Task prompt — Start with the first line of the data and end with the line that holds "positive clicks: (375, 176)"; write out each one exactly.

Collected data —
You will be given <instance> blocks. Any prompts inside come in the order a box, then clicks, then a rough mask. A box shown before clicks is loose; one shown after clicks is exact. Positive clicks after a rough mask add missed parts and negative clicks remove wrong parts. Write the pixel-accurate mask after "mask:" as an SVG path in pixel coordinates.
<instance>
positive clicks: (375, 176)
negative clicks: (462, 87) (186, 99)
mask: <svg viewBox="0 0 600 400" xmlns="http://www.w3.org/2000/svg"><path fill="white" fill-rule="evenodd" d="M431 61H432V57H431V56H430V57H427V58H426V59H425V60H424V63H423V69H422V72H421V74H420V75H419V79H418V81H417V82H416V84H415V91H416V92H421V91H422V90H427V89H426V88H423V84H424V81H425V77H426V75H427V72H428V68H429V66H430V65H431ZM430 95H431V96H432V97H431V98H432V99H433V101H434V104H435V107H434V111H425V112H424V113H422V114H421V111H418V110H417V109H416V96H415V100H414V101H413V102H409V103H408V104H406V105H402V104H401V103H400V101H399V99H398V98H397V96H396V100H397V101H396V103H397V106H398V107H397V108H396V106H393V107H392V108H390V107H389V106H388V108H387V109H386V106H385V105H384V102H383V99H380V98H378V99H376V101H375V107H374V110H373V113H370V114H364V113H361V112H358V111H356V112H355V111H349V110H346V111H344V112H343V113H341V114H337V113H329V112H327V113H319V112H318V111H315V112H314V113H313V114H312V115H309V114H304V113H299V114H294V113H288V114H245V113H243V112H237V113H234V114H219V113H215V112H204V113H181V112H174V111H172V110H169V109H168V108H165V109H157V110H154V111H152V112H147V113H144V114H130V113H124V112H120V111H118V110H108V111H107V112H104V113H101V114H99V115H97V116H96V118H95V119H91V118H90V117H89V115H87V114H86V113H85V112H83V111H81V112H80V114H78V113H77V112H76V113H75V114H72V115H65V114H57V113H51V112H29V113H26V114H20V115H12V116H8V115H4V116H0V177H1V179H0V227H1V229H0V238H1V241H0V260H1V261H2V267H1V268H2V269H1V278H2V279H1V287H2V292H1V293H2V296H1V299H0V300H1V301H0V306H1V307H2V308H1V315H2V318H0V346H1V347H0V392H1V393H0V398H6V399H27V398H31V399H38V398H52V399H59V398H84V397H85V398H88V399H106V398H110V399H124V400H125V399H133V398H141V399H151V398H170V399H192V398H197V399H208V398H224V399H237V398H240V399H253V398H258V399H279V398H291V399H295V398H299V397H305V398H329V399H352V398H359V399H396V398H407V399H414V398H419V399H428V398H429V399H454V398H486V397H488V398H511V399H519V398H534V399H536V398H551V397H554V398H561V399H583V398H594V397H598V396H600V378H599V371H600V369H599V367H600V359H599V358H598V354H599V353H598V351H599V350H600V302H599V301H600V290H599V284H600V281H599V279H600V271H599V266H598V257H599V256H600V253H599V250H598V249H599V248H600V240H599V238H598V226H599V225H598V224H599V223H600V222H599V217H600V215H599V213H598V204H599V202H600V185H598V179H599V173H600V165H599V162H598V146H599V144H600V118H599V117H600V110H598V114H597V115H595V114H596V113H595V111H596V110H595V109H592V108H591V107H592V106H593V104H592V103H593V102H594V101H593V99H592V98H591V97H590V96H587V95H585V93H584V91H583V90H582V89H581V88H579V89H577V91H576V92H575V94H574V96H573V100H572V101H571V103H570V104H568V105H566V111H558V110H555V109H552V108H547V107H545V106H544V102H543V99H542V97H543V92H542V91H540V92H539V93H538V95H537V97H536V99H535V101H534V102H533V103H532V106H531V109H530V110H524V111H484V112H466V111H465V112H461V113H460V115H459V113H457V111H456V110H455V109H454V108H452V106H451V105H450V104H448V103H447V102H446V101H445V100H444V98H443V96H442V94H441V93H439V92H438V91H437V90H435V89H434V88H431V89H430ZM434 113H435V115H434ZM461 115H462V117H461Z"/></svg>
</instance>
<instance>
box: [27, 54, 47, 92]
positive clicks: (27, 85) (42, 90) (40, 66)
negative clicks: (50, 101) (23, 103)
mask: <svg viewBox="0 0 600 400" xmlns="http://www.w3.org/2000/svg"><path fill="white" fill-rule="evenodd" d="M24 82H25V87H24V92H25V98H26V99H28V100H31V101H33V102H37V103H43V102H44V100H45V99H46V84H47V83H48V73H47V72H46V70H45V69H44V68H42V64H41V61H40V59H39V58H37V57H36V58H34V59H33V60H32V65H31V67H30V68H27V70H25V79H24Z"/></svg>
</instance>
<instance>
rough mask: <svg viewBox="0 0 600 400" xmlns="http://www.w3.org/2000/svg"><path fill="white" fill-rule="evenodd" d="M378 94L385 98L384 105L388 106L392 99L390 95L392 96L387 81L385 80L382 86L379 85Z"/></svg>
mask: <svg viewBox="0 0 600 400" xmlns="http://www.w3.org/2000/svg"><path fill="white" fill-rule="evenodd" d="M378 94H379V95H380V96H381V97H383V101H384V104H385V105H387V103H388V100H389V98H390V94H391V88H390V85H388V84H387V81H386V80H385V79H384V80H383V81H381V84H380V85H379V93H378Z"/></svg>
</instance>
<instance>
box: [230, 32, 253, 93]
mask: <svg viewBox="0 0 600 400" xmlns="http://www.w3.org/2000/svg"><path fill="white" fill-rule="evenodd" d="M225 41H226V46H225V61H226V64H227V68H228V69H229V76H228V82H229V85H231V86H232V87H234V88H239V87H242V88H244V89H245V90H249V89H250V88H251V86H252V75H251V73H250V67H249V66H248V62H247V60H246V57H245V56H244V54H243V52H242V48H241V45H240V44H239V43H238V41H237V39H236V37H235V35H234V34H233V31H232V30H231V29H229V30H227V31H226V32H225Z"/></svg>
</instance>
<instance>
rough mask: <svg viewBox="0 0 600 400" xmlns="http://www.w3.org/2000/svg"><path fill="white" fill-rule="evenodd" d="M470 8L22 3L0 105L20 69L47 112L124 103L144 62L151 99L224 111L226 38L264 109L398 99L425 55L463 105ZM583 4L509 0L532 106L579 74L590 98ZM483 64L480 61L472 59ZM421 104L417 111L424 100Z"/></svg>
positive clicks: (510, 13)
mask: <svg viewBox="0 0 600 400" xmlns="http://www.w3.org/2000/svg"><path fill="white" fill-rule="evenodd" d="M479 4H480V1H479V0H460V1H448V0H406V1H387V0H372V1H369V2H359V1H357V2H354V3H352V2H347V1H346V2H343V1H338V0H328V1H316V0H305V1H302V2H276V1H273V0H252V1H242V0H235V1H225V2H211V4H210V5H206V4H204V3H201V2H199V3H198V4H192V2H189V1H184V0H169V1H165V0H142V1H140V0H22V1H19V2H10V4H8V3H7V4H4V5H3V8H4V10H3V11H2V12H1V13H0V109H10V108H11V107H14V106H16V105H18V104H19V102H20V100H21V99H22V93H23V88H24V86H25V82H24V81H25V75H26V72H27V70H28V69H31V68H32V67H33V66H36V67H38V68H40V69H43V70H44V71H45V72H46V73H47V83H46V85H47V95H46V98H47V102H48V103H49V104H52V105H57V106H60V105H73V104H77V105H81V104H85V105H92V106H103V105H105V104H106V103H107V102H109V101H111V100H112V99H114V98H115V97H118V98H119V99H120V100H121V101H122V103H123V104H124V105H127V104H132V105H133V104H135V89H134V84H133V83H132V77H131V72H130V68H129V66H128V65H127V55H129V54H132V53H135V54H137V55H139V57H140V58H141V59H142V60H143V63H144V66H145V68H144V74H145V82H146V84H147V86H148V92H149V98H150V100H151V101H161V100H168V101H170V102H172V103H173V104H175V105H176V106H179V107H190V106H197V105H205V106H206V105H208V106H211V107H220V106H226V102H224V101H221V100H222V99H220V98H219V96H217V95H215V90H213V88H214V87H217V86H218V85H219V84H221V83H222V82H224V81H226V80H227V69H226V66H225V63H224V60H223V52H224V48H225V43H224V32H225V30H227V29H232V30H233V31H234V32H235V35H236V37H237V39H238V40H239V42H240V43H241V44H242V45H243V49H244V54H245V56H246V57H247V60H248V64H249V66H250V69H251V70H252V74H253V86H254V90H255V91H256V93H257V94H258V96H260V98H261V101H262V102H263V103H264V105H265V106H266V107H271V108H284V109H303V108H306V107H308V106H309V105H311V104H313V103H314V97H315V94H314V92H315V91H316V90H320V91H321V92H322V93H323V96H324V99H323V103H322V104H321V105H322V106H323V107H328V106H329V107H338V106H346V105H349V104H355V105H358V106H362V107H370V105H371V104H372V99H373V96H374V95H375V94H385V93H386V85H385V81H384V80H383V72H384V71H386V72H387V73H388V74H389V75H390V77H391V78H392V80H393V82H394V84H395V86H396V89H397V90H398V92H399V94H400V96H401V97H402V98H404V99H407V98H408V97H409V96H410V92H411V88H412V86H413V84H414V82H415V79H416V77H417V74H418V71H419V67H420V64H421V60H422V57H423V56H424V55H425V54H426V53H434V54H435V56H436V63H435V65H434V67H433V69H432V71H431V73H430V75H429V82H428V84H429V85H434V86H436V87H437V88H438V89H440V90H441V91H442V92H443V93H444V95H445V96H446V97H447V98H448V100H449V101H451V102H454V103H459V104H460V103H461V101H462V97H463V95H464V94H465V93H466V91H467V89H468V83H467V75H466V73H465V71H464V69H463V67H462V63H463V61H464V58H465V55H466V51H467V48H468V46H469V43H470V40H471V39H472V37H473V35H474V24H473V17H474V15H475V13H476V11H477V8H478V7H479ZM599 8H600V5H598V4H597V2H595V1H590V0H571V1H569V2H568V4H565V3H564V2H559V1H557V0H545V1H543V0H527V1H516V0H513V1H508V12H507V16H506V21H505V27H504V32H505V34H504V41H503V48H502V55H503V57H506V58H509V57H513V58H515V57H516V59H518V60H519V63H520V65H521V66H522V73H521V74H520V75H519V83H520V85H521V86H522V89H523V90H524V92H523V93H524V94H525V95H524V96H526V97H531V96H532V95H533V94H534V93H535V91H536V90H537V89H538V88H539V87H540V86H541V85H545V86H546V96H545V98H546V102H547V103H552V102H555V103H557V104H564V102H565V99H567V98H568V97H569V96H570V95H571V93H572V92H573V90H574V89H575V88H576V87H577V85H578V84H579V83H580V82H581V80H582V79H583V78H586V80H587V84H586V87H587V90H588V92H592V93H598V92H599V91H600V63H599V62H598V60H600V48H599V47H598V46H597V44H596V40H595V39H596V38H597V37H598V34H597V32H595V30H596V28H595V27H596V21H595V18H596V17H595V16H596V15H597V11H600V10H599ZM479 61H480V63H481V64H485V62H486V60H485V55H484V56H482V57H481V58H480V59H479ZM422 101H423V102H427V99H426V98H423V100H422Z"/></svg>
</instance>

Solution to the problem —
You will be given <instance> blocks. Any prompts inside come in the order a box, then clicks, then a rough mask. A box shown before clicks is loose; one shown after clicks is exact. Positive clicks after a rough mask add missed parts and negative clicks remove wrong parts. Write the pixel-accurate mask after "mask:" as an SVG path in pixel coordinates.
<instance>
positive clicks: (375, 176)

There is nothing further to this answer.